▸ **WHAT YOU NEED TO DO**:
With no line omitted, restate the records below exactly as they appear.

[Items listed in a dataset]
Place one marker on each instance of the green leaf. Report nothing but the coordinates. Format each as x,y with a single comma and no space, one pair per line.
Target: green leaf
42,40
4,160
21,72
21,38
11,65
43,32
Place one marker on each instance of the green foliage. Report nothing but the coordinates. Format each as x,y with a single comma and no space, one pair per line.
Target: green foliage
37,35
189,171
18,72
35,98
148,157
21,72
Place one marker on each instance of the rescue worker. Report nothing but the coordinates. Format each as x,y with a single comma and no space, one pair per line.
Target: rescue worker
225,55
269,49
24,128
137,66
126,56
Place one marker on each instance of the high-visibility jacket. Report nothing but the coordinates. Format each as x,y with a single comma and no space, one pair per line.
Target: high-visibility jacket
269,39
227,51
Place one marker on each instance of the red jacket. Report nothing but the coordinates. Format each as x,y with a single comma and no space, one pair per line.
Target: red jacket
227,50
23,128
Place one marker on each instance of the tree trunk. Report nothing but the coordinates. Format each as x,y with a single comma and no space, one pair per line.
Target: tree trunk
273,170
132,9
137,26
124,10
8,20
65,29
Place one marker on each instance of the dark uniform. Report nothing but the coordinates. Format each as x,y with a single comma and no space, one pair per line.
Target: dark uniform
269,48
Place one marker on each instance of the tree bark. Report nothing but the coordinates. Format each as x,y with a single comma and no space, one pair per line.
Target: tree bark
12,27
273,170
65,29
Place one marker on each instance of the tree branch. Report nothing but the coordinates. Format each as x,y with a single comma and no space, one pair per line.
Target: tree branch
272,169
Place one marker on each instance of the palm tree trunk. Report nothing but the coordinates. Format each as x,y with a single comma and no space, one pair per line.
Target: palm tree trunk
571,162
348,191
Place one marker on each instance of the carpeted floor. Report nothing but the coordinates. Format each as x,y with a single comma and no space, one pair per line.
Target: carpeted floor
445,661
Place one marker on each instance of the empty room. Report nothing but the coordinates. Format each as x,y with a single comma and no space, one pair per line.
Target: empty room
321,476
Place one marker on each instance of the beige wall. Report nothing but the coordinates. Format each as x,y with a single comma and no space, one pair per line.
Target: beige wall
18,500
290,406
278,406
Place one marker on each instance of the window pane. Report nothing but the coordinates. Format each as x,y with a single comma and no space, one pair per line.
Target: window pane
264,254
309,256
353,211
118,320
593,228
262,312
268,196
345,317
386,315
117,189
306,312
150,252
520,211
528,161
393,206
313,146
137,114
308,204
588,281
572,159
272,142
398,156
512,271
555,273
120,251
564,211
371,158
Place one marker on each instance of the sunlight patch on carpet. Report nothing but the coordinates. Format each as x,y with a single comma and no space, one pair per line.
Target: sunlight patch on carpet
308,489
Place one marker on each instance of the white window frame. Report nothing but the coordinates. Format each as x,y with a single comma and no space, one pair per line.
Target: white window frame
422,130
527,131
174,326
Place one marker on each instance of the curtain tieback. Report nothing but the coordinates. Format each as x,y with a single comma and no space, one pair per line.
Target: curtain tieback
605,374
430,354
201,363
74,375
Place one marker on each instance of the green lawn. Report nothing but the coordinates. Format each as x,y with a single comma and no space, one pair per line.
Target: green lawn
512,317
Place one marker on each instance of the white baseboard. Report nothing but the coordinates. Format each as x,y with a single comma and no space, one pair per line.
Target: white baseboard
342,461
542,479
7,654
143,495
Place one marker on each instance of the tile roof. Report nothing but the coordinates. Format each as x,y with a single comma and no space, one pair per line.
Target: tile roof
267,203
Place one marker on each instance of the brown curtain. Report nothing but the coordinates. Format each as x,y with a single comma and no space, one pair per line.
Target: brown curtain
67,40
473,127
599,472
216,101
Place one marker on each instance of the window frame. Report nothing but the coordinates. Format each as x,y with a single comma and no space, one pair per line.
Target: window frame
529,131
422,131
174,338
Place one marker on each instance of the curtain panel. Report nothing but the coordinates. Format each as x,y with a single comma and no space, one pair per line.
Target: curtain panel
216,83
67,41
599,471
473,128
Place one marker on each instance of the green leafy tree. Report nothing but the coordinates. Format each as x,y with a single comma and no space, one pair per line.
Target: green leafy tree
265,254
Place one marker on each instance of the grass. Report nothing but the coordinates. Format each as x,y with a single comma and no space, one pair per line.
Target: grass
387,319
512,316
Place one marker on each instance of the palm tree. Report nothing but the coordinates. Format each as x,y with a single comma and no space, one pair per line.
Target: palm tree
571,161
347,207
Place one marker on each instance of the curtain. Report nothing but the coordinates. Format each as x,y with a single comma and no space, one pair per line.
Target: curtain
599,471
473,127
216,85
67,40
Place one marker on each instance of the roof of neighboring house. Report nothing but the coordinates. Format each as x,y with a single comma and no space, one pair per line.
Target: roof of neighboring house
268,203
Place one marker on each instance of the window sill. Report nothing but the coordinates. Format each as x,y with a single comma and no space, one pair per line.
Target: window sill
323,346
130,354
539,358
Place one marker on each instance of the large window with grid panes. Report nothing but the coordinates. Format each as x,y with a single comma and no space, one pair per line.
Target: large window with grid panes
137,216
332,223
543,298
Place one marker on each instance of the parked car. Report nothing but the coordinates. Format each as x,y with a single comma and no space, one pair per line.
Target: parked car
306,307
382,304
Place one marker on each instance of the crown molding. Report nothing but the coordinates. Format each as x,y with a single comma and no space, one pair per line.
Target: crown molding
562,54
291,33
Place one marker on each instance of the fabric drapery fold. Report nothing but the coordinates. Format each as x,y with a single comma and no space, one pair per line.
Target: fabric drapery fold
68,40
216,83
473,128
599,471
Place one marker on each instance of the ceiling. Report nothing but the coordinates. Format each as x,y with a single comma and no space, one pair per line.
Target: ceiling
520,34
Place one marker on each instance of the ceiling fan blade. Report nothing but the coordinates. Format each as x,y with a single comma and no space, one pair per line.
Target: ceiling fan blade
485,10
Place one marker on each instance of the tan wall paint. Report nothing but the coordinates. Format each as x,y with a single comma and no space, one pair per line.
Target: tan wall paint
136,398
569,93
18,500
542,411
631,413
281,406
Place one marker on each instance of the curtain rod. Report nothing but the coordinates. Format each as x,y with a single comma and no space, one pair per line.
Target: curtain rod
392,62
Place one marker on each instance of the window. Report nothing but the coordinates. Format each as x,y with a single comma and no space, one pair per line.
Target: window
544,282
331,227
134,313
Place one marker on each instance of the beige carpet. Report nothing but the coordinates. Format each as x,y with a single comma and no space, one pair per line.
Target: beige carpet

▸ **EXERCISE RESULT**:
Place one marker on each instance of the green leaf. Report nothing but the coordinates. Format each as x,y with a single comma and no space, one pair per line.
Target: green leaf
42,40
4,160
21,72
21,38
11,65
43,32
Place one marker on each instance of the green foliage. Report nothing but the coordinates. Format each as x,y with a single comma and no space, one pair per line.
Target: green foliage
37,35
189,171
18,72
35,98
148,157
21,72
Place one marker on each instance of the rescue worker. Report nothing but the coordinates. Format each as x,y with a single comma and no space, one pair per line.
Target: rescue worker
225,55
269,49
24,128
137,66
126,56
Place one marker on each instance of the high-visibility jacket. Report nothing but the coordinates. Format each as x,y with a single comma and no space, one pair per line.
Target: high-visibility jacket
269,39
227,51
Place one marker on each instance of the red jacket. Report nothing but the coordinates. Format each as x,y with a single comma and no space, one pair per line.
Target: red jacket
227,50
23,128
Place one marker on each instance of the tree trunk. Report nothing but the coordinates. Format each as x,y with a single comma and no space, one pair per line.
Target: tree trunk
273,170
132,9
137,26
124,10
8,20
65,29
Place one marker on each instance of the dark uniform. Report nothing but the coordinates. Format each as x,y with a single comma and no space, one pair per line.
Target: dark uniform
269,48
Place one marker on each instance of the tree bark. Report nothing but the coordinates. Format each as x,y with a single comma and no space, one pair per line.
Target: tree bark
12,27
273,170
65,29
Place one marker on each instance of the tree branch. Report nothing but the coordinates. Format each as x,y with a single comma and no space, one pair per line.
Target: tree branch
272,169
Place one marker on each instance of the palm tree trunk. Report nothing but the coordinates. Format each as x,y with a single comma and no space, one pair per line.
Target: palm tree trunk
571,162
348,191
Place one marker on each instance of the carpeted floor. Report nothing but the coordinates. Format each as x,y with a single comma and no space, one pair per line.
Target: carpeted floor
445,661
Place one marker on each instance of the empty room. Report nothing but the coordinates. Format each as x,y with a single comma and no space, one pair per line.
Target: empty room
321,476
Place one marker on each instance of the beige wall. Report nothing but the coordinates. Format each as x,y with a single comma and no space, one pair per line.
Target: beige wall
18,500
290,406
278,406
Place one marker on each instance of the window pane. Report nothing but the coordinates. Format each as x,y with a single comma and no space, one pair per line.
Target: window pane
264,254
309,256
353,211
118,320
593,228
262,312
268,196
345,317
386,315
117,189
306,312
150,252
520,211
528,161
393,206
313,146
137,114
308,204
588,281
572,159
272,142
398,156
512,271
555,273
120,251
564,211
371,158
Place one marker on each instance of the sunlight patch on carpet. Report nothing but the coordinates. Format each as x,y with a single comma and no space, one pair per line.
Target: sunlight patch on carpet
308,489
Place one marker on each instance of the white window frame. Report nothing but the coordinates. Format each as x,y with a single comma and no space, one pair per line.
Target: white window frame
422,130
527,131
174,326
Place one marker on each instance of the curtain tieback. Report nothing but the coordinates. Format each as x,y with a single comma and no space, one pair per line.
Target: curtain tieback
605,374
430,354
201,363
74,375
Place one marker on each instance of the green lawn. Report nothing but the coordinates. Format each as x,y with a single comma and no space, one pair per line.
Target: green lawn
512,317
Place one marker on each instance of the white baseboard. Report nothing but the coordinates. Format each as x,y with a single comma and no space, one pair per line.
Target: white baseboard
342,461
542,479
7,654
143,495
Place one marker on each instance of the tile roof. Report nothing but the coordinates. Format each as x,y with a single comma and no space, one pair per line.
Target: tile roof
267,203
Place one marker on each instance of the brown curtain. Report nothing but the coordinates. Format each as x,y with a single comma and no space, one pair per line.
Target: brown curtain
67,40
473,127
599,472
216,101
Place one marker on each instance of the window frame. Report nothing but the coordinates. Format each as x,y with a single comma and no space, one pair per line.
Target: window frame
529,131
422,131
174,338
Place one marker on each instance of the curtain panel. Report nothing but the coordinates. Format each as x,y with a single comma and no space, one pair per line.
Target: curtain panel
216,83
67,41
599,471
473,128
Place one marker on each instance of the green leafy tree. Report nothing but the coordinates. Format each as x,y with a single comma and no space, one pair per line.
Target: green leafy tree
265,254
Place one marker on each instance of the grass. Report nothing but the coordinates. Format each as x,y with a single comma and no space, one pair per line.
Target: grass
387,319
512,316
Place one marker on each instance of the palm tree. Report nothing but the coordinates. Format each as x,y with a single comma and no space, one pair per line.
Target: palm tree
571,161
347,207
Place one marker on each instance of the curtain. Report nothing but the coordinates. Format each as x,y with a single comma and no space, one pair per line.
Target: curtain
599,471
473,127
216,85
67,40
Place one marker on each instance of the roof of neighboring house. Report nothing but the coordinates. Format each as x,y with a single comma and no space, one pair per line.
Target: roof of neighboring house
268,203
Place one marker on each instance of the window sill. Report nothing but the coordinates. Format each as x,y with a single comma and no space, one pair per line.
Target: window sill
323,346
130,354
539,358
Place one marker on each instance of the large window with grid panes. Report nothing but the coordinates. Format each as x,y with a single comma and no space, one pair per line.
Target: large window with grid panes
137,216
332,223
543,298
Place one marker on each instance of the parked car. Report nothing but the coordinates. Format each as x,y with a single comma and no space, one pair per line.
Target: parked car
306,307
382,304
Place one marker on each instance of the crown molding. Report nothing but the coordinates. Format each as x,y with a single comma and no space, one pair per line.
Target: crown molding
562,54
291,33
Place one marker on each instance of the fabric drapery fold. Report nothing but the coordinates. Format each as x,y with a single comma and no space, one pair per line.
Target: fabric drapery fold
68,40
216,83
473,128
599,471
Place one marker on each instance of the ceiling. Report nothing but the coordinates. Format each as x,y with a single comma and no space, one pair per line.
Target: ceiling
520,34
Place one marker on each instance of the ceiling fan blade. Report nothing but the coordinates. Format each as x,y with a single comma and no space, one pair per line.
Target: ceiling fan blade
485,10
Place one marker on each instance of the tan wall paint. Report nothing but the coordinates. Format each as x,y with a single comma and no space, one pair per line.
Target: tan wall paint
136,398
569,93
18,500
542,411
631,413
281,406
Place one marker on each instance of the curtain rod. Report nothing but the coordinates. Format each as x,y with a single comma and no space, one pair per line.
Target: curtain rod
392,62
Place one marker on each instance of the window. Report nothing but the coordinates. Format each as x,y with a single comma and no space, one pair per line.
Target: window
544,282
331,227
134,313
Place one marker on each instance of the beige carpet. Report nothing but the coordinates. Format each as x,y with a single comma and no space, one pair per line.
Target: beige carpet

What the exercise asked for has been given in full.